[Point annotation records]
◇ ◇ ◇ ◇
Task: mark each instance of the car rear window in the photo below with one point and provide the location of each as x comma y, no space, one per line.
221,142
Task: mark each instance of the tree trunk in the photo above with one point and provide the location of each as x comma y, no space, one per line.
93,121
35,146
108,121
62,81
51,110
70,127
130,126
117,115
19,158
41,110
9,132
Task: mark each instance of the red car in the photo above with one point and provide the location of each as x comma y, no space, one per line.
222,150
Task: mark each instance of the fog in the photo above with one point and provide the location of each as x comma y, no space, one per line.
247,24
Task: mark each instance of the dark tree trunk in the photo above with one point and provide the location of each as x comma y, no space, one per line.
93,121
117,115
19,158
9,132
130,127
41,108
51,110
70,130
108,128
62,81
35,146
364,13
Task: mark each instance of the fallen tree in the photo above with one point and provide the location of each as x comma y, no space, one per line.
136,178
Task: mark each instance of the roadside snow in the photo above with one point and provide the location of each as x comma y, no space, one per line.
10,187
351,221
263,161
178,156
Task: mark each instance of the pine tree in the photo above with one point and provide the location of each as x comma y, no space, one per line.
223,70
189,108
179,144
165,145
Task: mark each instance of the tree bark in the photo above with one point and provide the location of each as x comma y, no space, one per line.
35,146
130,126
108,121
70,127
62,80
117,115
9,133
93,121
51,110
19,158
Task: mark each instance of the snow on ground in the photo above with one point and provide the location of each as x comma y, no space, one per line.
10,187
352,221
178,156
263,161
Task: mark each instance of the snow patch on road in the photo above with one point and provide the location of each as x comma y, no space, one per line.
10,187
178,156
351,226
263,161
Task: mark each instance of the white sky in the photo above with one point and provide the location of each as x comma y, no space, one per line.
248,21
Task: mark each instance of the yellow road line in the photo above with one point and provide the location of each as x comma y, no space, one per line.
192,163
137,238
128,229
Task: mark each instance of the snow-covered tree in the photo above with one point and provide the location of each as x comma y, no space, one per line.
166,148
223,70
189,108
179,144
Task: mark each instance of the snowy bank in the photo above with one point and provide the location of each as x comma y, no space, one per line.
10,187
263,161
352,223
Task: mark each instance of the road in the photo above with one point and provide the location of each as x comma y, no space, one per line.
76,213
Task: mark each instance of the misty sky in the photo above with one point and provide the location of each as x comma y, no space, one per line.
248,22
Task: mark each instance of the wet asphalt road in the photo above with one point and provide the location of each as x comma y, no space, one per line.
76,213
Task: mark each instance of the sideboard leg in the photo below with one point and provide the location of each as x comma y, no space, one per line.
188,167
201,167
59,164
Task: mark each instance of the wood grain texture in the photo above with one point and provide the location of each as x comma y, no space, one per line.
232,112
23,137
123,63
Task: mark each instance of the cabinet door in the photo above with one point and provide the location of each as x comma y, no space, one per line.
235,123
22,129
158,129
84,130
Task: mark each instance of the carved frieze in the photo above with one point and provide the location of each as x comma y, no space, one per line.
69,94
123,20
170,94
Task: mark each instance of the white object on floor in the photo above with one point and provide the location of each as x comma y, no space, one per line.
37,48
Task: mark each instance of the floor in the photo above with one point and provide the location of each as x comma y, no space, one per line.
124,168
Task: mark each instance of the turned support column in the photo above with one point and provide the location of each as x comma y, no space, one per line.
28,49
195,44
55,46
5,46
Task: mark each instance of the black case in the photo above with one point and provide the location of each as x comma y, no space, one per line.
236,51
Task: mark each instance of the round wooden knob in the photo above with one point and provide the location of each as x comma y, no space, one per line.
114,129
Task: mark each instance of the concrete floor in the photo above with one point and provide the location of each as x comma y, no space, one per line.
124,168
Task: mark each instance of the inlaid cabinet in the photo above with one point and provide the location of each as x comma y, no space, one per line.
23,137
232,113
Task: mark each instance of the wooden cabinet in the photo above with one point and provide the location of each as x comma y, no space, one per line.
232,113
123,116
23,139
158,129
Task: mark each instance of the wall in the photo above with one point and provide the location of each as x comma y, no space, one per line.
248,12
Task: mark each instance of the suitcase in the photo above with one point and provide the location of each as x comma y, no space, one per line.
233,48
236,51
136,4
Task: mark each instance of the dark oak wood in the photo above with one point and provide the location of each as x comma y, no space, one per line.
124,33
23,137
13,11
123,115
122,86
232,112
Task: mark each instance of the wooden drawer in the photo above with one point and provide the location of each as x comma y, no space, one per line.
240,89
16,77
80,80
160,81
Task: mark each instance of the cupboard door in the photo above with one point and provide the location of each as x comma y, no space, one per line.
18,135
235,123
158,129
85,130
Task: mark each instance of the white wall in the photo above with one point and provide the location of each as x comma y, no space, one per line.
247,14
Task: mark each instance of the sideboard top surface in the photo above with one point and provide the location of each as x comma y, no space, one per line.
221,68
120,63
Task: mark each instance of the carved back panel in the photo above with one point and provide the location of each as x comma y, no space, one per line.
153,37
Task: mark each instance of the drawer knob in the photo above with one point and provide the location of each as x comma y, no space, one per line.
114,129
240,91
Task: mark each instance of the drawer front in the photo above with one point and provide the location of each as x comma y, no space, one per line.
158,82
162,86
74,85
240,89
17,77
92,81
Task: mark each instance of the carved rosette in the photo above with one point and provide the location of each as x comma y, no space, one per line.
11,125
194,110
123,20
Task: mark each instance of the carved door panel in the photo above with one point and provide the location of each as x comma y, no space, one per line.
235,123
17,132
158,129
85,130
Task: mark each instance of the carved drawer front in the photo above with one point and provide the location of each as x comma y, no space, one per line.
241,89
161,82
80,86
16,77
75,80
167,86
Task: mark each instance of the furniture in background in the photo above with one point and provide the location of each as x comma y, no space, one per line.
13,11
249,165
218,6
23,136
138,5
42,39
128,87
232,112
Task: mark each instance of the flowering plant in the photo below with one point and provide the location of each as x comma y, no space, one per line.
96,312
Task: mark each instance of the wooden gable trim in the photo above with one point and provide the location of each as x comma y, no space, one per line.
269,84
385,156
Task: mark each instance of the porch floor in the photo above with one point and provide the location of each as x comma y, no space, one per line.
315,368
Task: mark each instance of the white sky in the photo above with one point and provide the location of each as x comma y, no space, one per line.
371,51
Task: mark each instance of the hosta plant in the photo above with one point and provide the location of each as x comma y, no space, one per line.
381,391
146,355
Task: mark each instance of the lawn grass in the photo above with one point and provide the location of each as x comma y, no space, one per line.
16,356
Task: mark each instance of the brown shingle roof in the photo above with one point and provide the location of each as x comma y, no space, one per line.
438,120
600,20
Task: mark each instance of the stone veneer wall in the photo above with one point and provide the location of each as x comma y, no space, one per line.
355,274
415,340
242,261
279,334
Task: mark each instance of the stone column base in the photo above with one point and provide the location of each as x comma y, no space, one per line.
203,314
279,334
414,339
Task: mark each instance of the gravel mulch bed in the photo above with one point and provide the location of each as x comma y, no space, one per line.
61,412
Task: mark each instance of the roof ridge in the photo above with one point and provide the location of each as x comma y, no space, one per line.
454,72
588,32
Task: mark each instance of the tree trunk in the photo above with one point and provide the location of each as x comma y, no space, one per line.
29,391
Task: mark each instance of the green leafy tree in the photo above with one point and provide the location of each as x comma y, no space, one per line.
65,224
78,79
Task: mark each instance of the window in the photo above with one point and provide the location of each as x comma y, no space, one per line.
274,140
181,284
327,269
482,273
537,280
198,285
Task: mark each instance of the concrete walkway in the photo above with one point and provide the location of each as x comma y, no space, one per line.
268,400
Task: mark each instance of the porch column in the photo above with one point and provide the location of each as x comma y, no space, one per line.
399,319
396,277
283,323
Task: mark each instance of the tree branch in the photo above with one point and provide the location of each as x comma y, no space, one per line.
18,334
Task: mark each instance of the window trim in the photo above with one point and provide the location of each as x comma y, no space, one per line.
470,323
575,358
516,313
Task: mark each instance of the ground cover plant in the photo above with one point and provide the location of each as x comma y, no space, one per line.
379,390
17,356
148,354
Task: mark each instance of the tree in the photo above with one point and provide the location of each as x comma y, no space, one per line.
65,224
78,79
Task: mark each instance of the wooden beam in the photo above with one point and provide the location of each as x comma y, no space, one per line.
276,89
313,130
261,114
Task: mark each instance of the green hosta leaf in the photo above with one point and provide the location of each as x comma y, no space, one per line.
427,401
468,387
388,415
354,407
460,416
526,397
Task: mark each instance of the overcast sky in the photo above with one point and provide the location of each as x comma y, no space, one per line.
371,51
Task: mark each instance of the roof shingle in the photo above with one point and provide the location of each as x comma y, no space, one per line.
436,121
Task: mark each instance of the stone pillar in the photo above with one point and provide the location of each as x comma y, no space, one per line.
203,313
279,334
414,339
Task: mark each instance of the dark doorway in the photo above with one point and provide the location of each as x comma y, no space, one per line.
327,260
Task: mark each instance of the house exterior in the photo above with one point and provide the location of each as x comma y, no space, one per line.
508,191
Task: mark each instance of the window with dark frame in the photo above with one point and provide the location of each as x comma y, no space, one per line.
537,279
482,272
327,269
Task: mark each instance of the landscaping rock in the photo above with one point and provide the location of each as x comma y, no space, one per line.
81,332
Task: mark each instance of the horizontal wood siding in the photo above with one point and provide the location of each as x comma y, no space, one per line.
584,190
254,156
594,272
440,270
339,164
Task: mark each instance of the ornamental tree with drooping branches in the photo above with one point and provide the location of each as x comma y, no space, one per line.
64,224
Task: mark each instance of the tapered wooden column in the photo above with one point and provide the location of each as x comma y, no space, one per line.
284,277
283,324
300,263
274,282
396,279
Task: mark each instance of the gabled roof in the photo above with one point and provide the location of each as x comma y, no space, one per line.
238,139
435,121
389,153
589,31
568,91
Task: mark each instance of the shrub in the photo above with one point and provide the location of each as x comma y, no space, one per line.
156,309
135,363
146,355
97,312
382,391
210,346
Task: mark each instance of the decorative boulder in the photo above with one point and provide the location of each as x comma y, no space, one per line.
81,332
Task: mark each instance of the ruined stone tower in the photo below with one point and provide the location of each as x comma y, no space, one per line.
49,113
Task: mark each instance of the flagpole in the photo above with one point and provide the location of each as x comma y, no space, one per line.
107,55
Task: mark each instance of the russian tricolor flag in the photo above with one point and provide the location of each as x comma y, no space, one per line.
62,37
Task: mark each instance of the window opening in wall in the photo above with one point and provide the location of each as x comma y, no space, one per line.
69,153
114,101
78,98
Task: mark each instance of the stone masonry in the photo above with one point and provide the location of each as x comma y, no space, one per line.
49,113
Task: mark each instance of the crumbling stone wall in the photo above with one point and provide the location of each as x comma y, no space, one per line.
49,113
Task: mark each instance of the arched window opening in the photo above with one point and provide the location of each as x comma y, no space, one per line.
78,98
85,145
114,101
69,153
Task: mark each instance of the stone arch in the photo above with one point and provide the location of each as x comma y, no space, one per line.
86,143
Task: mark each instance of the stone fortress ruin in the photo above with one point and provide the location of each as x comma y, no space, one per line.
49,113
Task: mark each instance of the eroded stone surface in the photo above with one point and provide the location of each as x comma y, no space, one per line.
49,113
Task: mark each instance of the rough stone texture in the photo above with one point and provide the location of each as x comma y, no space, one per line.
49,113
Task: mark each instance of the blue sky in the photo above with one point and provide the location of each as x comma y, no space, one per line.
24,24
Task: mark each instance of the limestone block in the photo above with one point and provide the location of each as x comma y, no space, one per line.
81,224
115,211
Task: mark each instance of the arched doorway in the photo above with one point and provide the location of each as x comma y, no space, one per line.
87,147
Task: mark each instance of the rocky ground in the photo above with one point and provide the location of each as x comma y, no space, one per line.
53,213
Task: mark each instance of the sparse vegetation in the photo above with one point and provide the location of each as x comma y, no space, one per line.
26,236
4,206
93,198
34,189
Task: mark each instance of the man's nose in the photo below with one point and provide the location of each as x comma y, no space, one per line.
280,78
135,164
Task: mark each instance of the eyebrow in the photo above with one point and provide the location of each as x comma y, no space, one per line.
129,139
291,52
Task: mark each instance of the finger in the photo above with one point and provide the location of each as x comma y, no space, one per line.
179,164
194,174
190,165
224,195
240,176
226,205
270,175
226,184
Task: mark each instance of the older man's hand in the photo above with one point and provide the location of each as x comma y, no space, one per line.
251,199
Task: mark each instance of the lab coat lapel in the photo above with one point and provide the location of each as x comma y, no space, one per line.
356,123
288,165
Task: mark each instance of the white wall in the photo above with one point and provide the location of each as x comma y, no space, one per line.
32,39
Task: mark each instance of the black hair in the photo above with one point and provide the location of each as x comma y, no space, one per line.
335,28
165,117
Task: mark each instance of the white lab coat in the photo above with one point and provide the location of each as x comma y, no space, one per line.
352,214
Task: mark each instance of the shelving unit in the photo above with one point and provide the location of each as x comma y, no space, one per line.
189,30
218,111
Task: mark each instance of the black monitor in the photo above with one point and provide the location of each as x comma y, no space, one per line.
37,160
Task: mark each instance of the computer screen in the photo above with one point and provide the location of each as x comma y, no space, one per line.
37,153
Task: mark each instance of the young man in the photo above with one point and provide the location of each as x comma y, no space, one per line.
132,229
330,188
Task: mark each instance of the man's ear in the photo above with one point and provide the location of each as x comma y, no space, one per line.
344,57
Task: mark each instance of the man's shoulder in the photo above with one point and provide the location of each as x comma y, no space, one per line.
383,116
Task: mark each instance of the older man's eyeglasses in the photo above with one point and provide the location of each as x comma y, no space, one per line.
◇ ◇ ◇ ◇
▶ **The exercise**
From the line that contains "Task: mark each instance of the black hair" to the last line of the material above, repeat every line exactly, keeping both the first and the last.

▶ **Result of this task**
Task: mark each instance of the black hair in the photo above with one point and provide the location of each as x comma y, no space, one per line.
335,28
165,117
Task: mark each instance of the white lab coat in the photo above with one point and provide the location of each as x comma y, no space, one per line.
352,214
Task: mark each instance of the shelving unit in the photo above with one point and provide the location of each as x comma y, no space, one per line.
189,30
218,111
Task: mark each instance of the black monitor in the photo above with one point and provide the location of each as x comma y, no space, one per line.
37,160
Task: mark each instance of the computer screen in the photo above with one point and provide the location of each as x comma y, no space, one per line.
37,153
Task: mark each instance of the young man in the photo above with one point and provide the location of each as x comma y, no space, one per line.
132,229
330,188
Task: mark each instance of the man's ear in the photo above with one point and provide the location of each as x comma y, no space, one per line.
344,57
Task: mark each instance of the man's shoulder in the photo above with one point and provide the location of each as x comma y, no space, one per line.
383,116
Task: mark each instance of the older man's eyeglasses in the photo above with one point and provide the location of each as x comma y, no space, one per line.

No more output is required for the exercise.